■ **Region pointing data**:
· · · ·

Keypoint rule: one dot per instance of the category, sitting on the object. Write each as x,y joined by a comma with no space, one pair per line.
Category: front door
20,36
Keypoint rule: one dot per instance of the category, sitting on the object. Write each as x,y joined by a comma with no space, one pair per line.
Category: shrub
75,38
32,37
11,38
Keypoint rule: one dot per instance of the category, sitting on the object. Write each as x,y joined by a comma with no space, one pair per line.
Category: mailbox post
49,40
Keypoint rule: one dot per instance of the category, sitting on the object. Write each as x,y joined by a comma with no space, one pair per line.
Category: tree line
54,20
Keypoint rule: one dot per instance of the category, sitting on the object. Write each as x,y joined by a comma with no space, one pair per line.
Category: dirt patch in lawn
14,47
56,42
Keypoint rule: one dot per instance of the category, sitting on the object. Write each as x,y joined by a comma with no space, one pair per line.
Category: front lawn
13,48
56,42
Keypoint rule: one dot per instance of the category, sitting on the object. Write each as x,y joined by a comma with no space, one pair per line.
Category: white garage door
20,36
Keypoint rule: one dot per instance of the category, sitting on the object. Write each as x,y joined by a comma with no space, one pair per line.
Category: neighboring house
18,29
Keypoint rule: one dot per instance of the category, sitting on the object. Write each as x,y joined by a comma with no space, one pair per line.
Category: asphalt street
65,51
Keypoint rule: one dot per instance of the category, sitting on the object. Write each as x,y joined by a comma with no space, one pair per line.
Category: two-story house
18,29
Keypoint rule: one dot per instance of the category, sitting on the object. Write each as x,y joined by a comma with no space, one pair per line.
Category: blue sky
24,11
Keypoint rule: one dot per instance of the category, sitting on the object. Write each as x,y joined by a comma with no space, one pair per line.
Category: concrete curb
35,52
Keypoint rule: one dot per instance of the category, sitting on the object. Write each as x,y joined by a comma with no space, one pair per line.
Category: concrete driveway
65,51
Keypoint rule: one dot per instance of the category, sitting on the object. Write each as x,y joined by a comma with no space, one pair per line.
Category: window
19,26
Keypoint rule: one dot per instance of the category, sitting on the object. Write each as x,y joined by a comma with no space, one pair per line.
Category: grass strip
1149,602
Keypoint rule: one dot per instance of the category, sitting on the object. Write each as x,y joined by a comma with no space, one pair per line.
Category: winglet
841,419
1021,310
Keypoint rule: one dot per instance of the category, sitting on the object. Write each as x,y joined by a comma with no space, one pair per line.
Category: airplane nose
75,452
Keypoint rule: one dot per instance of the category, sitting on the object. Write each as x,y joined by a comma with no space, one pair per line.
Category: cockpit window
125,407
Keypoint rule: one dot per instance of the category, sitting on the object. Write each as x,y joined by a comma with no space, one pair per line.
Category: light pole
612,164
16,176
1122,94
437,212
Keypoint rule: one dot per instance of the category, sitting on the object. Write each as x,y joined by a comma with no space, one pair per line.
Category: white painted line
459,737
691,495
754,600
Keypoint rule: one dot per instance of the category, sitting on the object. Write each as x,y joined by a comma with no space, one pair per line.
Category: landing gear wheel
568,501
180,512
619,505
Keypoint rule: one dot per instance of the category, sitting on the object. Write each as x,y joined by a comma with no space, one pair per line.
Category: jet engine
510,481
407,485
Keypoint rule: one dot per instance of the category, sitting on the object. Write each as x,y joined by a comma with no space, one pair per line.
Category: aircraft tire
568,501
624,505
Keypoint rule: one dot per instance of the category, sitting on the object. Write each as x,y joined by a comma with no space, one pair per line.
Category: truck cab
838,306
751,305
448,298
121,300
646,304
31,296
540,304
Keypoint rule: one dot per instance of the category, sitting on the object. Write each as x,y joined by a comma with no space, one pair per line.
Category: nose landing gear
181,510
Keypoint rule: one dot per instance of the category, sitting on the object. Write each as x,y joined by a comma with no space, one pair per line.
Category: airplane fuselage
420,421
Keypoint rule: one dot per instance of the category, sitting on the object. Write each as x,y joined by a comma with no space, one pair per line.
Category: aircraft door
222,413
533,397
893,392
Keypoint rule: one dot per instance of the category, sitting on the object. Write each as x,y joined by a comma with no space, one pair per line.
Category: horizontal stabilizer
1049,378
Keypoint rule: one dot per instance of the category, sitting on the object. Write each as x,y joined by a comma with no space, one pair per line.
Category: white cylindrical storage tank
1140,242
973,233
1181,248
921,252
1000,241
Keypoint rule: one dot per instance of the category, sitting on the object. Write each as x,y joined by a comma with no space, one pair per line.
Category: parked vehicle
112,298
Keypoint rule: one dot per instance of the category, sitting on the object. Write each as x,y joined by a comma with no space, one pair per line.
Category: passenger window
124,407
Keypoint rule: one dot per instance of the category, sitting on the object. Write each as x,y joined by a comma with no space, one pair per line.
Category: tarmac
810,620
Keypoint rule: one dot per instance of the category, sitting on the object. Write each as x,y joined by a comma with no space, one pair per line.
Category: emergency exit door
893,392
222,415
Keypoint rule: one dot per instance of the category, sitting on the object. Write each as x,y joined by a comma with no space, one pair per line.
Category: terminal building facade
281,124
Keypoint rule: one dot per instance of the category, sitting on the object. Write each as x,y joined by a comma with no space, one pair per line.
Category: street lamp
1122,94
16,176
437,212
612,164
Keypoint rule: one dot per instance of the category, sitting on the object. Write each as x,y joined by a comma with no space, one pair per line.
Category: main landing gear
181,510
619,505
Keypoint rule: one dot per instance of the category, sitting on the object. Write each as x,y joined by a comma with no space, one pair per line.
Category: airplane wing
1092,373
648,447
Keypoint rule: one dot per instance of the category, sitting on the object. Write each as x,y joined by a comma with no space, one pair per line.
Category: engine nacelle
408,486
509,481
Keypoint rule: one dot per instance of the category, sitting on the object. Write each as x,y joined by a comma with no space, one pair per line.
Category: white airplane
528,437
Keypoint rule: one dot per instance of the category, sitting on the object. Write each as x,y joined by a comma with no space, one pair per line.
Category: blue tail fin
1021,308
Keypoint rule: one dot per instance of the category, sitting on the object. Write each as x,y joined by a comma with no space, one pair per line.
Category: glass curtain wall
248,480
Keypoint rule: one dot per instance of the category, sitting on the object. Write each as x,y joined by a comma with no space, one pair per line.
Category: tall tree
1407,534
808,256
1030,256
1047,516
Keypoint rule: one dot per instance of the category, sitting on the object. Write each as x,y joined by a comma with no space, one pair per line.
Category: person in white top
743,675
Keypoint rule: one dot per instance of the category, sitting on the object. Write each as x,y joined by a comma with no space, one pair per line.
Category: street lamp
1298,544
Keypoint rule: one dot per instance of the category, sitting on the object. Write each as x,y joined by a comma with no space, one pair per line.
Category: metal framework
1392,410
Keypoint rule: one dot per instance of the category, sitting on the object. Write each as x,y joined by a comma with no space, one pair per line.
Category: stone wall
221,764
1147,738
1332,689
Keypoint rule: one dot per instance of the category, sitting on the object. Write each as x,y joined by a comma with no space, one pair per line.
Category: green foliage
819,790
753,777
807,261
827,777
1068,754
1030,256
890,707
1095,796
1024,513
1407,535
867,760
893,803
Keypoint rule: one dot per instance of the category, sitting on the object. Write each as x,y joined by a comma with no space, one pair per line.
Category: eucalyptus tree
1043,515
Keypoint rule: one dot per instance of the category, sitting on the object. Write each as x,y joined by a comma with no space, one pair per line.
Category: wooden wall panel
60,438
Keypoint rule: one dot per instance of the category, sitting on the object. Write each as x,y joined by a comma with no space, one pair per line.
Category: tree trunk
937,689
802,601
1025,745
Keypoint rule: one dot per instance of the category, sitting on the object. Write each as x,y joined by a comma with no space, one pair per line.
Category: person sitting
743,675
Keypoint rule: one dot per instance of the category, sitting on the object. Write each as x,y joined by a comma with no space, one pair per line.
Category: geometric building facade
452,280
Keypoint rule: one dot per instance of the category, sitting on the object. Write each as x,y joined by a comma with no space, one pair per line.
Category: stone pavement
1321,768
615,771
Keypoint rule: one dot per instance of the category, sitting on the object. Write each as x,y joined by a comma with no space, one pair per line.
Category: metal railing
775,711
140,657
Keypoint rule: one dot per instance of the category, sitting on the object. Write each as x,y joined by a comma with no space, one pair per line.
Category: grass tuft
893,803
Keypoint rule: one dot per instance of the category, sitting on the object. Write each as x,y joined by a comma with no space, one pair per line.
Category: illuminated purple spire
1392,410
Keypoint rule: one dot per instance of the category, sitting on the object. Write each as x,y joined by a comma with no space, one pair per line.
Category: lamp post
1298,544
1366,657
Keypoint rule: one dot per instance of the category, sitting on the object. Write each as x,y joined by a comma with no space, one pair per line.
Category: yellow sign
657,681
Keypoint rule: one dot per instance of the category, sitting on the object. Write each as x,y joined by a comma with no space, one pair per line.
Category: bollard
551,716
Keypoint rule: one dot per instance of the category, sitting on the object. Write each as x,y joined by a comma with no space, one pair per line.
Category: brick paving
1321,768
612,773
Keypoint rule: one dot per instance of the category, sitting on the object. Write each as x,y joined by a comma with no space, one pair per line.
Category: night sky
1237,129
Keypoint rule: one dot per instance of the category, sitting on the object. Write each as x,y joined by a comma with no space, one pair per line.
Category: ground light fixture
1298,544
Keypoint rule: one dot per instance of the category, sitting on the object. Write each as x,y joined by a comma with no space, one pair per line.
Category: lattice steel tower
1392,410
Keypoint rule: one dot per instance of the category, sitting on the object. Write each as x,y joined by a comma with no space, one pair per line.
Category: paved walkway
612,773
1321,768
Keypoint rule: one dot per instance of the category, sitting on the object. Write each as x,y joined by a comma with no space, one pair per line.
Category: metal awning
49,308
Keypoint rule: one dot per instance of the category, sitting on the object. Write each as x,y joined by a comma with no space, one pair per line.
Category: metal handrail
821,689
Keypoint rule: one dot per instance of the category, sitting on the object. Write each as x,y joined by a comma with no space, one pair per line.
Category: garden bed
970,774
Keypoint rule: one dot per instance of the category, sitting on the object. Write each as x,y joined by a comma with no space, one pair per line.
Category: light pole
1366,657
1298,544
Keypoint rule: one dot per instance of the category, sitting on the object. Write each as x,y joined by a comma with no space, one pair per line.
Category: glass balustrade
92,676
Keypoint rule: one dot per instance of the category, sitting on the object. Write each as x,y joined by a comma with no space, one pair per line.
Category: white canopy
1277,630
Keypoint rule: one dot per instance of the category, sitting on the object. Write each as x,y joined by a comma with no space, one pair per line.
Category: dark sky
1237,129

· · · ·

■ **To do**: All lines from the one that holds "Category: garden bed" to the end of the entries above must be transcribed exactly, both ends included, and no others.

■ **Answer box**:
Category: garden bed
970,774
Keypoint rule: one dot per instance of the category, sitting on the object. Write each as x,y joined by a comma with no space, one pair per line.
Category: light pole
1366,657
1298,544
Keypoint rule: one dot per instance of the category, sitting on the object. Write each as x,y joined by a comma with no space, one pair per line.
Category: glass balustrade
92,676
Keypoint rule: one dot per instance of the category, sitting on the object. Write each as x,y joined by a comma with no space, one pair per line.
Category: white canopy
1277,630
Keypoint rule: one dot per instance of the category, sitting on the object. Write each as x,y joined by a comma with no space, one pair per line.
Category: dark sky
1237,129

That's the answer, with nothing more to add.